*What you have to do*
Each line of the material must be repeated precisely, with the pictures left out.

Location annotation dataset excerpts:

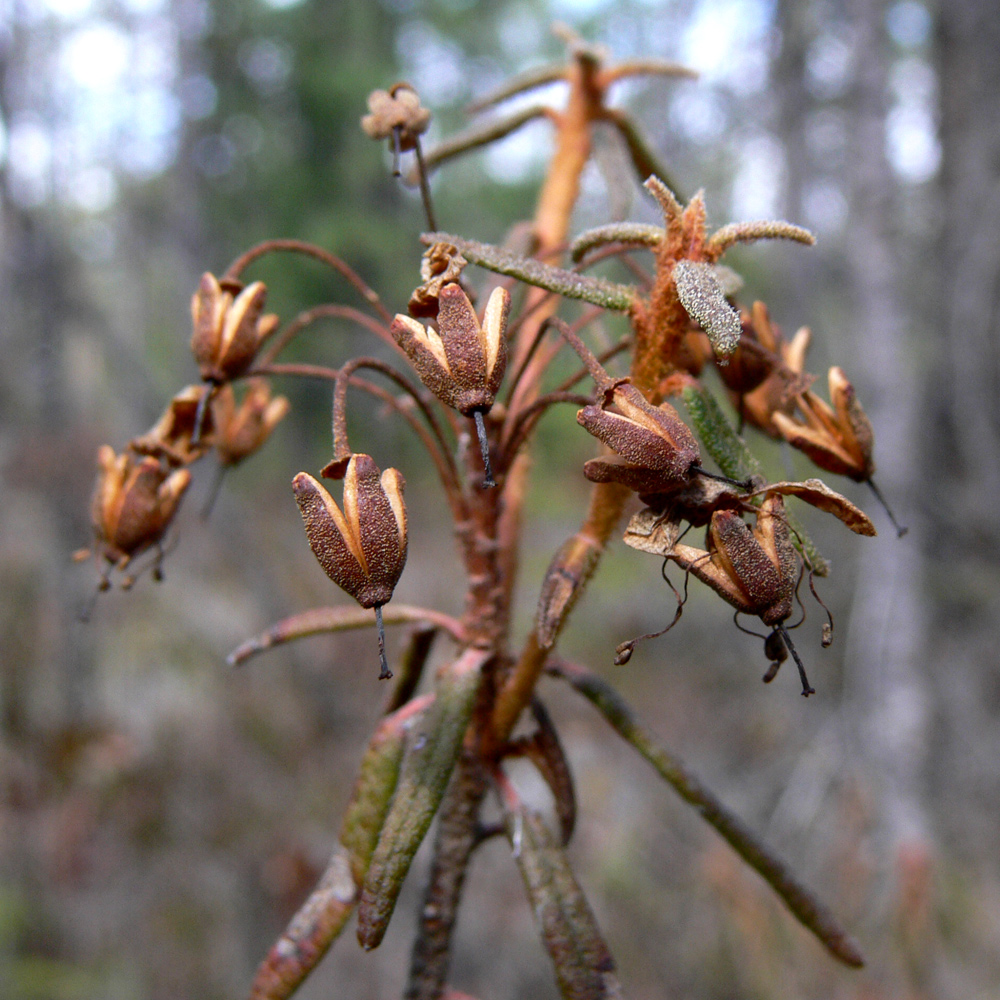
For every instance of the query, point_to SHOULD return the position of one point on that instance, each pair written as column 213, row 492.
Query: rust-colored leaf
column 817, row 493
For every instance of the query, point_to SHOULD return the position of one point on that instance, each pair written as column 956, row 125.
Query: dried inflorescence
column 655, row 450
column 463, row 361
column 440, row 751
column 396, row 112
column 839, row 439
column 229, row 327
column 240, row 430
column 135, row 500
column 362, row 548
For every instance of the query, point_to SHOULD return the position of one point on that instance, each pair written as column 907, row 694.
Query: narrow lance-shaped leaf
column 567, row 575
column 597, row 291
column 638, row 234
column 309, row 934
column 375, row 786
column 322, row 917
column 583, row 964
column 806, row 908
column 433, row 748
column 735, row 460
column 702, row 296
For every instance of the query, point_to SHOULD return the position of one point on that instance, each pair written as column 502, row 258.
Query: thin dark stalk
column 484, row 447
column 385, row 673
column 425, row 186
column 807, row 688
column 901, row 529
column 201, row 412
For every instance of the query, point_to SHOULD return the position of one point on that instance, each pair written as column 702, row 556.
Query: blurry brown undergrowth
column 474, row 363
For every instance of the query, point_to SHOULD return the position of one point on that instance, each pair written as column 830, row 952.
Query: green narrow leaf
column 736, row 461
column 583, row 964
column 309, row 934
column 569, row 284
column 375, row 786
column 631, row 233
column 433, row 747
column 804, row 906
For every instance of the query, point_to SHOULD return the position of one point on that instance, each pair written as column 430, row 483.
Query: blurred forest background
column 161, row 816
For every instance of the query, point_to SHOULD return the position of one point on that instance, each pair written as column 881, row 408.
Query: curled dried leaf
column 817, row 493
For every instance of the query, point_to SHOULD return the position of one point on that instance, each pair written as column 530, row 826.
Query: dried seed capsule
column 134, row 503
column 655, row 449
column 462, row 362
column 363, row 549
column 228, row 329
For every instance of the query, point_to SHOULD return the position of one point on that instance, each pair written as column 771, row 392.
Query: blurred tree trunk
column 967, row 402
column 962, row 462
column 886, row 685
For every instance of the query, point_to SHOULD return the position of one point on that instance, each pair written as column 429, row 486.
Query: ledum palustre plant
column 464, row 373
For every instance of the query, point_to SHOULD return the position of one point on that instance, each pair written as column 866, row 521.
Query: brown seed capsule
column 134, row 503
column 655, row 449
column 228, row 329
column 753, row 569
column 363, row 549
column 838, row 439
column 462, row 362
column 396, row 110
column 242, row 430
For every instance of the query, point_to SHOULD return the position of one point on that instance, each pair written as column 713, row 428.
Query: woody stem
column 384, row 673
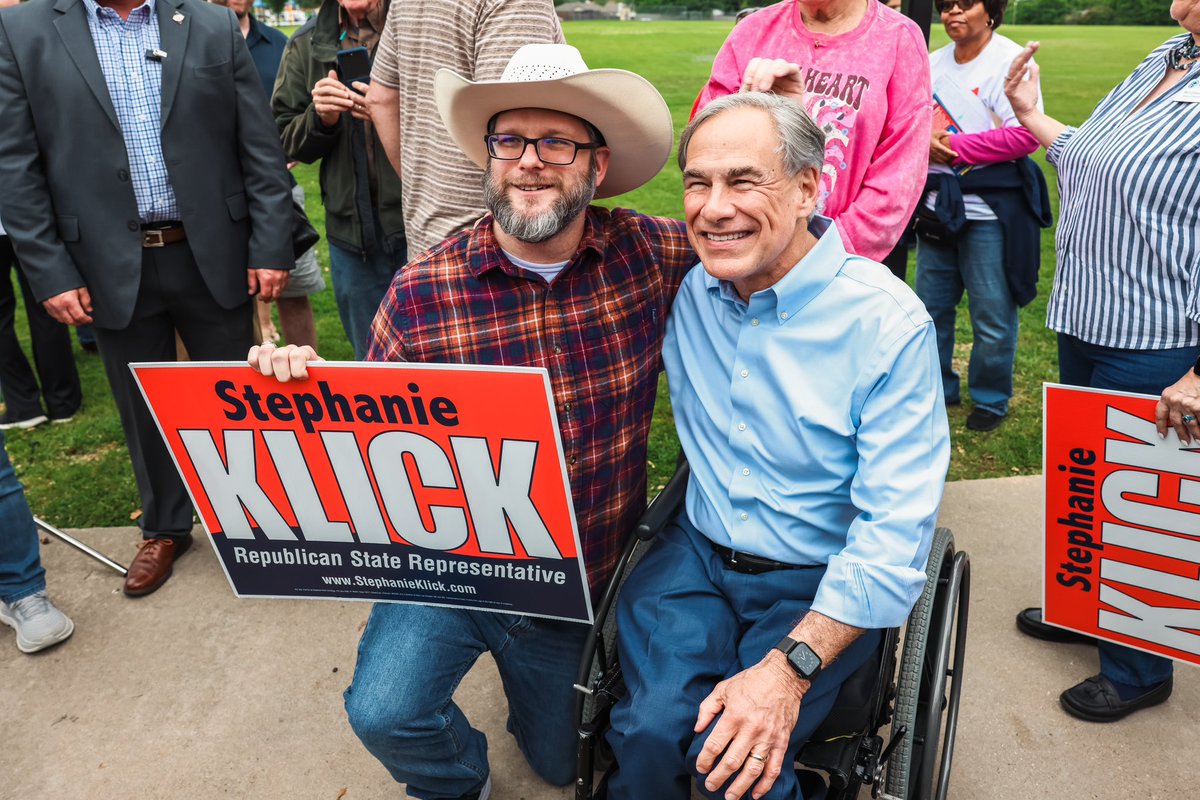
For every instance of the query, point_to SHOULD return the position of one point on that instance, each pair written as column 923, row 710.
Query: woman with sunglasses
column 862, row 72
column 978, row 224
column 1126, row 299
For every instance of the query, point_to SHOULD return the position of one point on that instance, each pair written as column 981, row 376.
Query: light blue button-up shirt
column 135, row 85
column 814, row 421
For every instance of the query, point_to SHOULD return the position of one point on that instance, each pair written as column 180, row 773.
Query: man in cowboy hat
column 544, row 280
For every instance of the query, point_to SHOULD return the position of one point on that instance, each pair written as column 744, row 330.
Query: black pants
column 53, row 356
column 172, row 296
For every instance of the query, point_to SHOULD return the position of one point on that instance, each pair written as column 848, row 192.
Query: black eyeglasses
column 551, row 150
column 945, row 6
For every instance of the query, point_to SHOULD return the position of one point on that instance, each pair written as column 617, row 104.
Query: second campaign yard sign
column 439, row 485
column 1122, row 523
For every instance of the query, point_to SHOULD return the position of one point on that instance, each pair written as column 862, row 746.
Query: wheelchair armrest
column 665, row 505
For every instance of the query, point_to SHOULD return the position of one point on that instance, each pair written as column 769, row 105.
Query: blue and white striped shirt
column 1128, row 240
column 135, row 84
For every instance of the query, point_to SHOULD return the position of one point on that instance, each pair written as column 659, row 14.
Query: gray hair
column 801, row 143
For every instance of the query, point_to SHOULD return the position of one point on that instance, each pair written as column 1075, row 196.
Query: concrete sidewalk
column 193, row 693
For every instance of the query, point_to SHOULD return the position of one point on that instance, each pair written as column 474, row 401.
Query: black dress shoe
column 983, row 421
column 1030, row 623
column 1096, row 699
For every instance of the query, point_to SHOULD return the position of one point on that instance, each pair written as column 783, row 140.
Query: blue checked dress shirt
column 814, row 422
column 135, row 85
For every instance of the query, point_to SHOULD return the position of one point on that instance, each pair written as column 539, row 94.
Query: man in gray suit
column 144, row 190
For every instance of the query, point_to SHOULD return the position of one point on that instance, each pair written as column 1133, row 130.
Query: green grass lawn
column 78, row 474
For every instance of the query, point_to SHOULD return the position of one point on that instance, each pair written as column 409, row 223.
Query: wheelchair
column 916, row 695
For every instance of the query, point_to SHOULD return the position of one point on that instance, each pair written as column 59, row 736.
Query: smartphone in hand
column 354, row 66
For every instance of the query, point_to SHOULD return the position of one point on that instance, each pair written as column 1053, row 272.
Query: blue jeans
column 975, row 263
column 411, row 661
column 360, row 282
column 1147, row 372
column 21, row 569
column 684, row 623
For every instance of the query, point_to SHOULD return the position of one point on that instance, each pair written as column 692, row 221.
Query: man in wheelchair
column 807, row 395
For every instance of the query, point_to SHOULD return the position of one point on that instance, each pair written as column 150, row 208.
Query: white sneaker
column 7, row 423
column 39, row 624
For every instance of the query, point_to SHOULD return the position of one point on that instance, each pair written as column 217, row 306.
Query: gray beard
column 544, row 226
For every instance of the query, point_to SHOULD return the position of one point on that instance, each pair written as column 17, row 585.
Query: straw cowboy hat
column 627, row 109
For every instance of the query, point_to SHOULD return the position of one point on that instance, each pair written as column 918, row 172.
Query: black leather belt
column 160, row 234
column 750, row 564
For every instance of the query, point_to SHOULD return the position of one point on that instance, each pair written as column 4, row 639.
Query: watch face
column 807, row 662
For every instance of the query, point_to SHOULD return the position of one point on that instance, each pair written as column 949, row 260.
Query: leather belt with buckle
column 750, row 564
column 160, row 234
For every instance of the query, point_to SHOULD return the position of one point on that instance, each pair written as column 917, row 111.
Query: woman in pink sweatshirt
column 865, row 76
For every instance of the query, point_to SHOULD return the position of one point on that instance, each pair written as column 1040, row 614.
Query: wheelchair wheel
column 929, row 685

*Task output*
For every instance of the query, point_to SHOULD return the position of one point on that instance, each pair written as column 213, row 492.
Query: rust-colored leaf
column 817, row 493
For every instance of the query, point_to SHOULD return the position of one point on that instance, each pair written as column 956, row 125.
Query: dried inflorescence
column 655, row 450
column 463, row 361
column 440, row 751
column 396, row 112
column 839, row 439
column 229, row 327
column 240, row 430
column 135, row 500
column 362, row 548
For every instance of the query, point_to SHOULD return the position of one point on that instance, each pair written as column 907, row 694.
Query: narrow lance-shaped leaf
column 567, row 575
column 597, row 291
column 638, row 234
column 309, row 934
column 375, row 786
column 322, row 917
column 583, row 964
column 806, row 908
column 433, row 748
column 735, row 460
column 702, row 296
For every instance of the query, point_to SHOULD return the position of one point on that instance, each pair written as column 502, row 258.
Query: thin dark stalk
column 484, row 447
column 385, row 673
column 425, row 186
column 807, row 688
column 901, row 529
column 201, row 412
For every instance of the query, point_to SHOULD return the position of one point on that instance, each pair written as column 702, row 556.
Query: blurry brown undergrowth
column 474, row 363
For every instance of the query, point_to SHOULD return the position of one point on that instance, each pair written as column 830, row 952.
Query: green narrow leaf
column 736, row 461
column 583, row 964
column 309, row 934
column 569, row 284
column 375, row 786
column 631, row 233
column 433, row 747
column 804, row 906
For every instance of the query, point_to SHOULD return the position of one point on that instance, each pair written as column 430, row 483.
Query: blurred forest background
column 161, row 816
For every instance of the query, point_to SHOULD return the position of one point on that instance, each pair written as column 881, row 408.
Query: curled dried leaf
column 817, row 493
For every instance of the query, point_to SHOULD return the position of one point on that instance, each pair written as column 530, row 826.
Query: dried seed capsule
column 134, row 503
column 655, row 449
column 462, row 362
column 363, row 549
column 228, row 329
For every instance of the query, point_to SHOULD return the position of one point on that instance, each pair written as column 771, row 392.
Query: blurred tree trunk
column 967, row 402
column 962, row 462
column 886, row 685
For every instance of the query, point_to SHOULD return the position of one point on that instance, each pair written as column 429, row 486.
Query: ledum palustre plant
column 464, row 373
For every instance of the query, point_to SHOULD return the position of one point on that instance, each pair written as column 866, row 521.
Query: brown seed capsule
column 134, row 503
column 655, row 449
column 228, row 329
column 753, row 569
column 363, row 549
column 838, row 439
column 462, row 362
column 396, row 110
column 242, row 430
For every instance of the query, point_to SHOULD return the position of one point on that instance, each pair written as column 713, row 428.
Query: woody stem
column 384, row 673
For every instance of the query, point_to SHOULD return the position of one point on that instance, each pair written as column 923, row 710.
Query: woman with sunglasses
column 862, row 72
column 978, row 224
column 1126, row 299
For every instance of the query, point_to SHOULD return the position of one point on that instance, each pair written as column 981, row 376.
Query: light blue button-up shirt
column 135, row 85
column 814, row 421
For every instance of the query, point_to SHOULD return the position of one point on that instance, each pair written as column 180, row 773.
Query: man in cowboy hat
column 544, row 280
For every instance of the query, point_to SHOULD return the position of one point on that instance, each pair written as column 744, row 330.
Query: black pants
column 53, row 356
column 172, row 296
For every instance of the query, point_to SHOULD return the position of one point on that instance, each pair written as column 848, row 192.
Query: black eyeglasses
column 551, row 150
column 945, row 6
For every instance of the query, point_to SHOULD return the position of one point on that instance, each pair written as column 617, row 104.
Query: second campaign yard sign
column 439, row 485
column 1122, row 523
For every instance of the query, point_to SHOULD return the position of one point on that instance, each pair written as column 862, row 746.
Query: wheelchair armrest
column 665, row 505
For every instance of the query, point_to SHOULD return the position of one point on that instance, each pair written as column 769, row 105.
Query: blue and white striped shirt
column 1128, row 240
column 135, row 84
For every instance of the query, point_to SHOULD return the position of one point on that instance, each pair written as column 659, row 14.
Query: gray hair
column 801, row 143
For every instance of the query, point_to SHOULD return the position of one point on that instance, each pair written as column 1075, row 196.
Query: concrete sidewalk
column 193, row 693
For every instance of the query, point_to SHOULD return the position of one point on that instance, each pair written as column 474, row 401.
Query: black dress shoe
column 983, row 421
column 1030, row 623
column 1096, row 699
For every instance of the query, point_to SHOULD return the position of one point on that instance, each pair written as column 783, row 140.
Query: blue checked dress shirt
column 814, row 422
column 135, row 85
For every instance of the query, point_to SHOULD return the position of one point on that instance, each pair written as column 539, row 94.
Query: man in gray suit
column 144, row 190
For every instance of the query, point_to SHOULD return the position of one point on that instance, each pair written as column 1133, row 130.
Query: green grass lawn
column 78, row 474
For every instance of the query, point_to SHOULD return the position of one point on that instance, each pair written as column 409, row 223.
Query: wheelchair
column 916, row 695
For every instance of the query, point_to SHOULD return the position of one point on that instance, each pair written as column 59, row 736.
Query: smartphone in hand
column 354, row 66
For every instance of the query, point_to SHOULD return the position of one point on that instance, each pair written as column 1053, row 272.
Query: blue jeans
column 975, row 263
column 411, row 661
column 360, row 282
column 1147, row 372
column 21, row 569
column 684, row 623
For every instance of the query, point_to SHOULD return the position of one point on that instance, each pair written as column 692, row 221.
Query: man in wheelchair
column 807, row 395
For every instance of the query, point_to SHOULD return the position of one point on that instance, each pair written as column 150, row 208.
Query: white sneaker
column 7, row 423
column 39, row 624
For every instance of the query, point_to SHOULD return the position of one point on that instance, each pair written as column 217, row 306.
Query: gray beard
column 544, row 226
For every instance of the query, point_to SHOULD return the position of one point on that instance, each pair written as column 17, row 585.
Query: straw cowboy hat
column 627, row 109
For every instance of the query, point_to SHOULD return the position of one point on that instance, each pair written as column 918, row 172.
Query: black leather belt
column 160, row 234
column 750, row 564
For every instance of the query, point_to SHOULD return the position of one point on that instance, each pair written as column 4, row 639.
Query: watch face
column 807, row 662
For every instance of the query, point_to SHOULD return the position of one point on that instance, each pair written as column 949, row 260.
Query: leather belt with buckle
column 750, row 564
column 160, row 234
For every instance of the query, point_to SHOULD return the position of one point on that instance, each pair written as column 917, row 111.
Query: woman in pink sweatshirt
column 865, row 76
For every instance of the query, point_to SHOULD return the position of one point on that instance, each pair written as column 1040, row 614.
Query: wheelchair wheel
column 929, row 685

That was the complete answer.